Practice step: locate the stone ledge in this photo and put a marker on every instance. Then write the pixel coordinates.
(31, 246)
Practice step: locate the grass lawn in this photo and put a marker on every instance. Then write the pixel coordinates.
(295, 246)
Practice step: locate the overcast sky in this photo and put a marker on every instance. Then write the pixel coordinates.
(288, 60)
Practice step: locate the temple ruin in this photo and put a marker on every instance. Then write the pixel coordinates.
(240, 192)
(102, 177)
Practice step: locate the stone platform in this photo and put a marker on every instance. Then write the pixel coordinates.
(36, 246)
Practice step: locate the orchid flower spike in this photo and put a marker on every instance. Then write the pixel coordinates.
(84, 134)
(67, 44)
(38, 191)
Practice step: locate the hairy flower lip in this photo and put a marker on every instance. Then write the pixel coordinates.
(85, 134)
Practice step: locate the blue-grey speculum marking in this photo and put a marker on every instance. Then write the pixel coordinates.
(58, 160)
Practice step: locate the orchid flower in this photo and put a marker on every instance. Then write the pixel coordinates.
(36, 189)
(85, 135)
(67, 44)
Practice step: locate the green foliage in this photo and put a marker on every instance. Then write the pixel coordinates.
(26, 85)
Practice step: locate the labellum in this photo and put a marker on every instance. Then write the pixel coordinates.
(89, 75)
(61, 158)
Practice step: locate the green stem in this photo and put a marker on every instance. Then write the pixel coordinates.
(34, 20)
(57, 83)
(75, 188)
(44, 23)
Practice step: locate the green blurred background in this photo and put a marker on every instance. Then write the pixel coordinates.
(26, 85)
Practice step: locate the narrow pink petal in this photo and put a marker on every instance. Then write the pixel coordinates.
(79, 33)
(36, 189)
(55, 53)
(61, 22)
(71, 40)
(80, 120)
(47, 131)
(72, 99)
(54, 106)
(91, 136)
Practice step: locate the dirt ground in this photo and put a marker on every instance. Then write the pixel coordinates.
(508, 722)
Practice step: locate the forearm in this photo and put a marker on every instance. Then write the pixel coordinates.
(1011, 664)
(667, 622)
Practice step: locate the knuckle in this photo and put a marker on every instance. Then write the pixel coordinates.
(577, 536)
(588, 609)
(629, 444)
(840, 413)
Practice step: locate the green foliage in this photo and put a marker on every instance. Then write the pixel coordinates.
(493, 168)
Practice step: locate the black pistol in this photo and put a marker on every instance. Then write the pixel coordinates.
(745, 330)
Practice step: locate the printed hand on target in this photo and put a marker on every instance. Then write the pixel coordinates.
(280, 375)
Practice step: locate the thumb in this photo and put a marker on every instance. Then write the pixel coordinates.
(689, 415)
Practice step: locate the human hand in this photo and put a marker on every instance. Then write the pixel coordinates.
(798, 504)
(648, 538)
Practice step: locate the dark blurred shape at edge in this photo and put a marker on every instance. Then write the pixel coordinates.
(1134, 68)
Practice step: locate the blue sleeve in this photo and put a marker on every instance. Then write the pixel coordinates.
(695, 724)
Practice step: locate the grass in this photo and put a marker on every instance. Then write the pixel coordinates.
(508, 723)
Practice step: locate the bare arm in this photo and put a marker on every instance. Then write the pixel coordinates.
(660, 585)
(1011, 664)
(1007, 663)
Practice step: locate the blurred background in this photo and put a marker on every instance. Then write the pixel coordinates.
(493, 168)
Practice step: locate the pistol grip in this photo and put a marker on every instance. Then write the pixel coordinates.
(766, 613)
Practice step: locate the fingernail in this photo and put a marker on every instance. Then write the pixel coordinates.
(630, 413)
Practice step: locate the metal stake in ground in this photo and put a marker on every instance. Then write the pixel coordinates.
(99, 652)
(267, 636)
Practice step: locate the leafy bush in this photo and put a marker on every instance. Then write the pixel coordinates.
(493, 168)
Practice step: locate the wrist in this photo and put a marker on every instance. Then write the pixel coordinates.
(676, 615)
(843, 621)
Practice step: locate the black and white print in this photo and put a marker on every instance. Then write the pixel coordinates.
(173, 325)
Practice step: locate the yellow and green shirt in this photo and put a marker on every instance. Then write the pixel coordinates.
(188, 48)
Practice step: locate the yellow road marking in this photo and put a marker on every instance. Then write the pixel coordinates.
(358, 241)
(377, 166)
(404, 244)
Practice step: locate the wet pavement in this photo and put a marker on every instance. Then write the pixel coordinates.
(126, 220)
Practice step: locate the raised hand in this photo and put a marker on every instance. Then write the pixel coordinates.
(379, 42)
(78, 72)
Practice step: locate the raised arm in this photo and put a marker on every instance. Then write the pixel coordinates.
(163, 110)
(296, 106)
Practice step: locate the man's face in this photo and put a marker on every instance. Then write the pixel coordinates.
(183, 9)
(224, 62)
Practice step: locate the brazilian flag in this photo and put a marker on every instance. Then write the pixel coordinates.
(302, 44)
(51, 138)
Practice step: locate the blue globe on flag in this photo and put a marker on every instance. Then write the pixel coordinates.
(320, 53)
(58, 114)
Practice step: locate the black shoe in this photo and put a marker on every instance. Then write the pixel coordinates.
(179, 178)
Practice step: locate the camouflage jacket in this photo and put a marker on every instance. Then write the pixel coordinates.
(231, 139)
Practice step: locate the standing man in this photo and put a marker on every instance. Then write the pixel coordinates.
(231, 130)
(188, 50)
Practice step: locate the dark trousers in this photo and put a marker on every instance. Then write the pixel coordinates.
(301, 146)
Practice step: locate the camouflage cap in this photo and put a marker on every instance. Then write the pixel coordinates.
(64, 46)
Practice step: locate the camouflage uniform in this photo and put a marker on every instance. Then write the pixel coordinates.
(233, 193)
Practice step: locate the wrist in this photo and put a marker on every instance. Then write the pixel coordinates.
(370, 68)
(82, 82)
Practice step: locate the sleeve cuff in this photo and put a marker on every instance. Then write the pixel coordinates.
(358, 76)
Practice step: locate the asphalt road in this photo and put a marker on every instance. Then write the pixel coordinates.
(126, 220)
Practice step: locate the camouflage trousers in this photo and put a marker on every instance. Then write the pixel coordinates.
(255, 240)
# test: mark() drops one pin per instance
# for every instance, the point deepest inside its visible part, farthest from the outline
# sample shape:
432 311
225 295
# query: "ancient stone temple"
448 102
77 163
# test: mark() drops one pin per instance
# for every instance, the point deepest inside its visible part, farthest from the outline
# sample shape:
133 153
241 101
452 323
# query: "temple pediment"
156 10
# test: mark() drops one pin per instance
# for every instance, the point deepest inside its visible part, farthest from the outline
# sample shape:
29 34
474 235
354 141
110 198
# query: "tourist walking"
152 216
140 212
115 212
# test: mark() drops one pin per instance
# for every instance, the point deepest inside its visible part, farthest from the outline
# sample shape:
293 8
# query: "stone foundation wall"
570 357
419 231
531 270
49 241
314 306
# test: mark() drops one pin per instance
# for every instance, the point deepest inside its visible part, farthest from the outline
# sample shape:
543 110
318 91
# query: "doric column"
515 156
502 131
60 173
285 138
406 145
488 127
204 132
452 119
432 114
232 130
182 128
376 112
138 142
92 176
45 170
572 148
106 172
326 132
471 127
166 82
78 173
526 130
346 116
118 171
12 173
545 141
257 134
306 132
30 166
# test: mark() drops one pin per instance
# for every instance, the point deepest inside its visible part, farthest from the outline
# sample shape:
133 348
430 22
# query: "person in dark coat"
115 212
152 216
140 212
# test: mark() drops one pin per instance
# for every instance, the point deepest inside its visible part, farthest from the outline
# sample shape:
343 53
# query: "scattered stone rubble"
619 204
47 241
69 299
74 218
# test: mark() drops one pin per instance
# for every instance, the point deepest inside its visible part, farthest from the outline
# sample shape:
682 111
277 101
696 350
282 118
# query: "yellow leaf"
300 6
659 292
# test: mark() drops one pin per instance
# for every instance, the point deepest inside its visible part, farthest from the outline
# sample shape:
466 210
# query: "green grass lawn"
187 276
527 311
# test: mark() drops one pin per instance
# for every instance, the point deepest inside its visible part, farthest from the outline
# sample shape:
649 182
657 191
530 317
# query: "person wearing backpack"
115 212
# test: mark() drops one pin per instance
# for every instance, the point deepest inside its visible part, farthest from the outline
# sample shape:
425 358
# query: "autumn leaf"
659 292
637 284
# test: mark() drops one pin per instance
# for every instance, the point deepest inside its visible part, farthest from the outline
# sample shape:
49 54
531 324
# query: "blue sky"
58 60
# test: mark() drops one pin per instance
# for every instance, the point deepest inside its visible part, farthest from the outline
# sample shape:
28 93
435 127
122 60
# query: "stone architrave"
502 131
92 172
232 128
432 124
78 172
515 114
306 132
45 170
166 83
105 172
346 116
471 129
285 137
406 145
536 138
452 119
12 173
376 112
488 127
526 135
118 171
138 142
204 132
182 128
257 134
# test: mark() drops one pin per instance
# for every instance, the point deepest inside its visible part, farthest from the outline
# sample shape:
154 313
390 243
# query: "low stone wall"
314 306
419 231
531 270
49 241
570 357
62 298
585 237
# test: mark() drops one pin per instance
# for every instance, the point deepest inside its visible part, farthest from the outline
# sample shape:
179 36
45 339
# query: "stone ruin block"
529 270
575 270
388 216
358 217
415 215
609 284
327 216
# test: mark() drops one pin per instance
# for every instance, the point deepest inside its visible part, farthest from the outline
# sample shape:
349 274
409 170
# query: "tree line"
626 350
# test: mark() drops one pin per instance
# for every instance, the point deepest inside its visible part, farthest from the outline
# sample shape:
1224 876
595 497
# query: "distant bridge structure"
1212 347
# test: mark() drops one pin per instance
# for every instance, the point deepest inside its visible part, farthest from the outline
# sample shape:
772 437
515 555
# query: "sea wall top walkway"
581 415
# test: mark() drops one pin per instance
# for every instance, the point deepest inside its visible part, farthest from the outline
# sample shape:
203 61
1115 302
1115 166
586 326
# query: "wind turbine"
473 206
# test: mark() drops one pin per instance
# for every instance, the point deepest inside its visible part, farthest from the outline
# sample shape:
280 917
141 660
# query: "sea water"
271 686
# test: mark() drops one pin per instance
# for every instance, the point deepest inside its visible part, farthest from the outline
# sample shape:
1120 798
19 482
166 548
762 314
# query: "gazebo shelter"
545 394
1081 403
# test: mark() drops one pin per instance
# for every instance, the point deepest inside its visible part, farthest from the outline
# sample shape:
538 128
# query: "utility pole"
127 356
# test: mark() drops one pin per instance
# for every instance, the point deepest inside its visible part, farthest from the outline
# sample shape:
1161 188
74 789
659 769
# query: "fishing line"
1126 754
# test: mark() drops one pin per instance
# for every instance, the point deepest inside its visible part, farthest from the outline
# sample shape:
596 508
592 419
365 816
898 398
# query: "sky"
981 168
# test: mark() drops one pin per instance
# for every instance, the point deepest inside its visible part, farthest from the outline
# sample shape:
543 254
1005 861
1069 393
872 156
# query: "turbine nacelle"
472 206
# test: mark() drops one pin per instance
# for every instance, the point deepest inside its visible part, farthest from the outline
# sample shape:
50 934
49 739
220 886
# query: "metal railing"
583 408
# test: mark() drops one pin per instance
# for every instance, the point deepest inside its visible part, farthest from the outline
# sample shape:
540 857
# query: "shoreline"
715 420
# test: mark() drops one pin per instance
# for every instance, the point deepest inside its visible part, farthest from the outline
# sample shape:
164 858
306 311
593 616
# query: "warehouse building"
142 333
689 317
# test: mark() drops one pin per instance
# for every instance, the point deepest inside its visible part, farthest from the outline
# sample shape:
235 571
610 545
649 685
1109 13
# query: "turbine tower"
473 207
++++++++
**INSTRUCTIONS TO FOLLOW**
Pick out each line of the records that contains the word "raised", and copy those lines in full. The match is case-sensitive.

**EXPECTED OUTPUT**
Practice step: locate the raised hand in this photo and put a marker on every instance. Then write the pixel coordinates.
Practice step: locate the raised arm in this photo and put a marker on every instance. Then write the pixel coordinates.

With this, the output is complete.